» **EXTRAIT FOURNI**:
——————————

Eldeniz Guliyev, un autre défenseur des droits de l’homme, a souligné que l’emprisonnement d’un journaliste pour avoir exprimé ses opinions porte atteinte aux principes démocratiques et a appelé à une libération humanitaire fondée sur des preuves médicales.

L’affaire Toplum TV et la liberté de la presse en Azerbaïdjan

L’arrestation d’Ismayilov s’inscrit dans le cadre d’une vaste campagne de répression visant Toplum TV et les médias indépendants en Azerbaïdjan. Des poursuites pénales ont été engagées contre dix individus liés à Toplum TV et à l’Institut pour les initiatives démocratiques (Institute for Democratic Initiatives). Initialement accusés de contrebande, les accusations ont été aggravées, les détenus les rejetant  comme étant motivées par des considérations politiques.

——————————

» **CONSIGNE**:
Reproduisez mot pour mot l'extrait ci-dessus sur l'affaire Toplum TV, sans omettre ni modifier quoi que ce soit.

» **INFORMATIONS AFFICHÉES**:
——————————

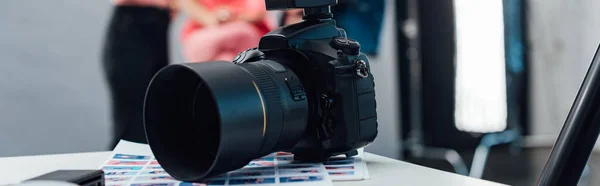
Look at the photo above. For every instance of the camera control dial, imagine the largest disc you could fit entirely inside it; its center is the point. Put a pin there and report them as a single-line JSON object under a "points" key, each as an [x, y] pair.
{"points": [[346, 45]]}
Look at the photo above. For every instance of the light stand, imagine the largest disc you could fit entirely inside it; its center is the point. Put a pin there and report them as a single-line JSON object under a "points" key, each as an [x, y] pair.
{"points": [[579, 133]]}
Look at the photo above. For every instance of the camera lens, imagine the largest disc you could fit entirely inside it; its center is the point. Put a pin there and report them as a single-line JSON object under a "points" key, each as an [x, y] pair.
{"points": [[205, 119]]}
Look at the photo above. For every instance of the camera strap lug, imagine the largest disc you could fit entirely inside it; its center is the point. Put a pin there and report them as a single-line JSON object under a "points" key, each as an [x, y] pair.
{"points": [[361, 69]]}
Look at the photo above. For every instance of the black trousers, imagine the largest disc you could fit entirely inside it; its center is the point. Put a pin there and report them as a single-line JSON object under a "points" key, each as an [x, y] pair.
{"points": [[136, 47]]}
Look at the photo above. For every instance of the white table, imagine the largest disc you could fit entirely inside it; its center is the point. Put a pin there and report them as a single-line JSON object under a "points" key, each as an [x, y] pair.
{"points": [[383, 171]]}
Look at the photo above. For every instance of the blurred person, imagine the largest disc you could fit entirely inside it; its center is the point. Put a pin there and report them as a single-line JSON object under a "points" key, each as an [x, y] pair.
{"points": [[136, 47], [220, 29]]}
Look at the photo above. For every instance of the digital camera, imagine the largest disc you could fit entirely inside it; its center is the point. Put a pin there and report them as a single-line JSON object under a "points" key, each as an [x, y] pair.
{"points": [[305, 89]]}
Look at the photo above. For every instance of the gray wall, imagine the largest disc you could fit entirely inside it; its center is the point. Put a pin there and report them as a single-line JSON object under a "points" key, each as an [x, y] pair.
{"points": [[563, 36], [53, 97]]}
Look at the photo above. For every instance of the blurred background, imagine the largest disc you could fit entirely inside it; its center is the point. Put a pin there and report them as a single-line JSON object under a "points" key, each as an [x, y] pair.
{"points": [[479, 88]]}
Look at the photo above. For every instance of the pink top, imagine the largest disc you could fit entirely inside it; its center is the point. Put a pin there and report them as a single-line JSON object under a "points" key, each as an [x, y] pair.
{"points": [[238, 7]]}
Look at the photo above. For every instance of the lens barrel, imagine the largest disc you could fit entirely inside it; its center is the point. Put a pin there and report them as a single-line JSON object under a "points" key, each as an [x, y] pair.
{"points": [[205, 119]]}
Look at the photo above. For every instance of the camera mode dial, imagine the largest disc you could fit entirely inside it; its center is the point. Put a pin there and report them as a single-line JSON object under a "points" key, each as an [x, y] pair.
{"points": [[249, 55]]}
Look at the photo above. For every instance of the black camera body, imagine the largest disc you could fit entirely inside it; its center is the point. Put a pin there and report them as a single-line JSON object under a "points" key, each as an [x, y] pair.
{"points": [[305, 89], [335, 80]]}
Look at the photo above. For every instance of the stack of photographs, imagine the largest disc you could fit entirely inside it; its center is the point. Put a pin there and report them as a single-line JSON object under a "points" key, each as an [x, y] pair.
{"points": [[132, 164]]}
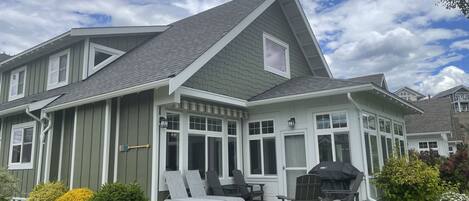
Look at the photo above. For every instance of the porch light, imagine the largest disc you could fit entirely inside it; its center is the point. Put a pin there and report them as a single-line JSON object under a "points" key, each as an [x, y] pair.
{"points": [[291, 122], [163, 122]]}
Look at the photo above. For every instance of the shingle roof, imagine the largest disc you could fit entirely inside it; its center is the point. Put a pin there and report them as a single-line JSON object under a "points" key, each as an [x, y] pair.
{"points": [[437, 116], [307, 84]]}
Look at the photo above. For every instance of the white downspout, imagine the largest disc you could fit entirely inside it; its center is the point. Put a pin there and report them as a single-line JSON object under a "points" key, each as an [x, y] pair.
{"points": [[365, 165], [42, 136]]}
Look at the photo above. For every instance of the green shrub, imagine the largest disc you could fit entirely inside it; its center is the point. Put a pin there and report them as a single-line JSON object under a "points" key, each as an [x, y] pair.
{"points": [[119, 192], [47, 192], [410, 180], [79, 194], [8, 185]]}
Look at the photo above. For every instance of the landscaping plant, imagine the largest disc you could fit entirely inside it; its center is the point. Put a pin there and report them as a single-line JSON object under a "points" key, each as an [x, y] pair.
{"points": [[47, 192], [8, 185], [119, 192], [79, 194]]}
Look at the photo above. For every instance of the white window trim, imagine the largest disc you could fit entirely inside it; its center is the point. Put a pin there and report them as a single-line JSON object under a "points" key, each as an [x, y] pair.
{"points": [[22, 166], [17, 96], [287, 55], [58, 83], [93, 47]]}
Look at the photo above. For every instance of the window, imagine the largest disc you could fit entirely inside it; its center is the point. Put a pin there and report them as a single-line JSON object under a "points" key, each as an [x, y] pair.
{"points": [[101, 56], [262, 152], [333, 137], [58, 70], [276, 56], [22, 146], [17, 83]]}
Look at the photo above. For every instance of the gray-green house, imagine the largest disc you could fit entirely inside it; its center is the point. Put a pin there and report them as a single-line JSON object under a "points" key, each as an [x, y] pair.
{"points": [[240, 86]]}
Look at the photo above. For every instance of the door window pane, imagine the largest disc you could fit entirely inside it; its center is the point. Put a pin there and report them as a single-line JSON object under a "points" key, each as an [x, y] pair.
{"points": [[270, 158], [325, 148], [342, 147], [255, 156]]}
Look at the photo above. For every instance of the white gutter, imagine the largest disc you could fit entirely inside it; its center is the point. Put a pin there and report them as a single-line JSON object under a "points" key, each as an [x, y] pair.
{"points": [[365, 166], [101, 97]]}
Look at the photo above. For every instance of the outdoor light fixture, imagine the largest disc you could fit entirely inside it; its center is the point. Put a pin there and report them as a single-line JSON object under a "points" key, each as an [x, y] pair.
{"points": [[291, 122], [163, 122]]}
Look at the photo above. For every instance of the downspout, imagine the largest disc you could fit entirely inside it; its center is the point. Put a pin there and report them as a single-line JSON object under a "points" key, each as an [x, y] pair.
{"points": [[43, 120], [365, 166]]}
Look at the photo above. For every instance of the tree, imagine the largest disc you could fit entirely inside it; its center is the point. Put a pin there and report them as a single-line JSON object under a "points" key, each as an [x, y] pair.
{"points": [[462, 5]]}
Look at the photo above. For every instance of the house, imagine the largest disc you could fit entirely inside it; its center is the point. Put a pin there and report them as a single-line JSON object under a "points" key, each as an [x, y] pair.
{"points": [[241, 86], [409, 94]]}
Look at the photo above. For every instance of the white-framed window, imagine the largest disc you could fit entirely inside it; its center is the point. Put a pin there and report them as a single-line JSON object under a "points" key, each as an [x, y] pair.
{"points": [[276, 56], [261, 144], [17, 83], [332, 134], [100, 56], [22, 144], [59, 65]]}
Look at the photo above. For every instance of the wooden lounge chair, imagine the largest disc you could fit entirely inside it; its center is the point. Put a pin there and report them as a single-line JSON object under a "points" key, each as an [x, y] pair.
{"points": [[248, 190], [308, 188], [196, 186]]}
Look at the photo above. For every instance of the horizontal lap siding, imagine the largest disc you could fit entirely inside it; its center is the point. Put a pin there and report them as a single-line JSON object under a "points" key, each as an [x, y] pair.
{"points": [[27, 178], [238, 69]]}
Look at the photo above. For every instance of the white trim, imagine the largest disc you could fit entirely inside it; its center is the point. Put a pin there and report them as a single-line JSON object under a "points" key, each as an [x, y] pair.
{"points": [[72, 167], [67, 71], [143, 87], [17, 71], [116, 30], [183, 76], [107, 142], [266, 36], [197, 93], [22, 166], [344, 90], [62, 133]]}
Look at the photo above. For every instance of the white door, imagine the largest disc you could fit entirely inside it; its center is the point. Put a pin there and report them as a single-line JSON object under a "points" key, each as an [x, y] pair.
{"points": [[294, 163]]}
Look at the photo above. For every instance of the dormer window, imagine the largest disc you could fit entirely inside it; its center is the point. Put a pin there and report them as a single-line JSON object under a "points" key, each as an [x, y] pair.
{"points": [[276, 56], [101, 56], [59, 65], [17, 80]]}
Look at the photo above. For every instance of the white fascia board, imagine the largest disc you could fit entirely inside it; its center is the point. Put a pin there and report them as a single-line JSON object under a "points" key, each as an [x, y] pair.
{"points": [[116, 30], [197, 93], [183, 76], [101, 97], [331, 92]]}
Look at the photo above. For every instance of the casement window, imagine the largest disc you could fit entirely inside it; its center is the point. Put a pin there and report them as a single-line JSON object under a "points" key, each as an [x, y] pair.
{"points": [[333, 137], [262, 152], [59, 65], [100, 56], [17, 83], [22, 146], [276, 56]]}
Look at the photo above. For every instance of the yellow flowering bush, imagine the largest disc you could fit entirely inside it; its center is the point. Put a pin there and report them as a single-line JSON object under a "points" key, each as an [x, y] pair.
{"points": [[79, 194]]}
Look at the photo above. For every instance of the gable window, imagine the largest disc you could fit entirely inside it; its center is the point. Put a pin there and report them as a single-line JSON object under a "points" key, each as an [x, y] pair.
{"points": [[17, 83], [101, 56], [276, 56], [59, 65], [262, 153], [22, 146]]}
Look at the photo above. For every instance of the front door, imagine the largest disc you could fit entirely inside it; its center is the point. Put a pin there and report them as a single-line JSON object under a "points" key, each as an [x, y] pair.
{"points": [[294, 163]]}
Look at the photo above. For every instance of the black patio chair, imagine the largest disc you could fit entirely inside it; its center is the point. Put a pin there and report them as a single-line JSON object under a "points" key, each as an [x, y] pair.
{"points": [[215, 188], [346, 195], [248, 190], [308, 188]]}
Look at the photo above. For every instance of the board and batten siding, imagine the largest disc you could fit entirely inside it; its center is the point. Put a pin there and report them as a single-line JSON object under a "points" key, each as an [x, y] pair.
{"points": [[238, 69], [27, 177]]}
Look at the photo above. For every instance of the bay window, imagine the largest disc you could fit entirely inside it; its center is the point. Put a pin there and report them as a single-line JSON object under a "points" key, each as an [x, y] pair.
{"points": [[333, 137]]}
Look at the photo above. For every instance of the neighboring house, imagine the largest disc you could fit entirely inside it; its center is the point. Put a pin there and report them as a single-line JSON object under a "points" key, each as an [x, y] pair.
{"points": [[241, 86], [409, 94]]}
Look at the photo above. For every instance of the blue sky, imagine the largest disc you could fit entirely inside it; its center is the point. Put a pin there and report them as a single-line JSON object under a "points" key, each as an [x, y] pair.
{"points": [[414, 43]]}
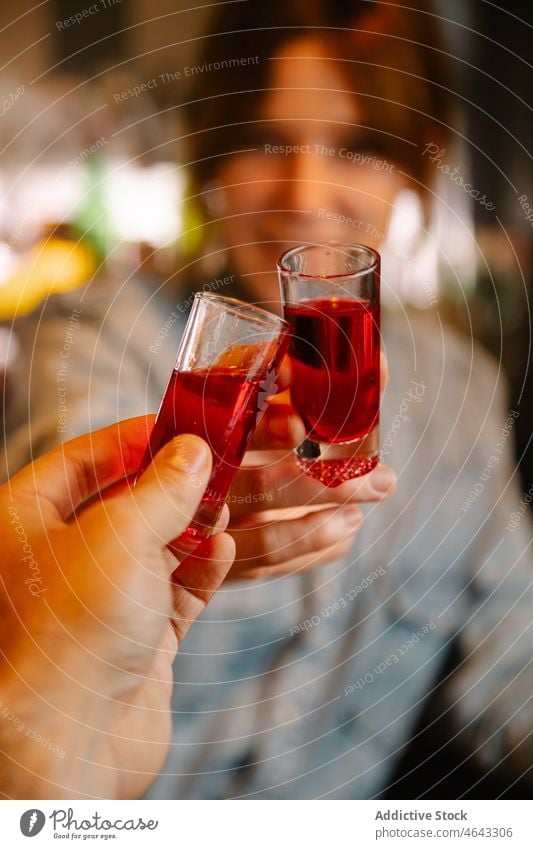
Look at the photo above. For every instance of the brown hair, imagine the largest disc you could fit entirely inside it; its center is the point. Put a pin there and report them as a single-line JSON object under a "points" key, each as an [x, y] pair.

——————————

» **RÉPONSE**:
Eldeniz Guliyev, un autre défenseur des droits de l’homme, a souligné que l’emprisonnement d’un journaliste pour avoir exprimé ses opinions porte atteinte aux principes démocratiques et a appelé à une libération humanitaire fondée sur des preuves médicales.

L’affaire Toplum TV et la liberté de la presse en Azerbaïdjan

L’arrestation d’Ismayilov s’inscrit dans le cadre d’une vaste campagne de répression visant Toplum TV et les médias indépendants en Azerbaïdjan. Des poursuites pénales ont été engagées contre dix individus liés à Toplum TV et à l’Institut pour les initiatives démocratiques (Institute for Democratic Initiatives). Initialement accusés de contrebande, les accusations ont été aggravées, les détenus les rejetant  comme étant motivées par des considérations politiques.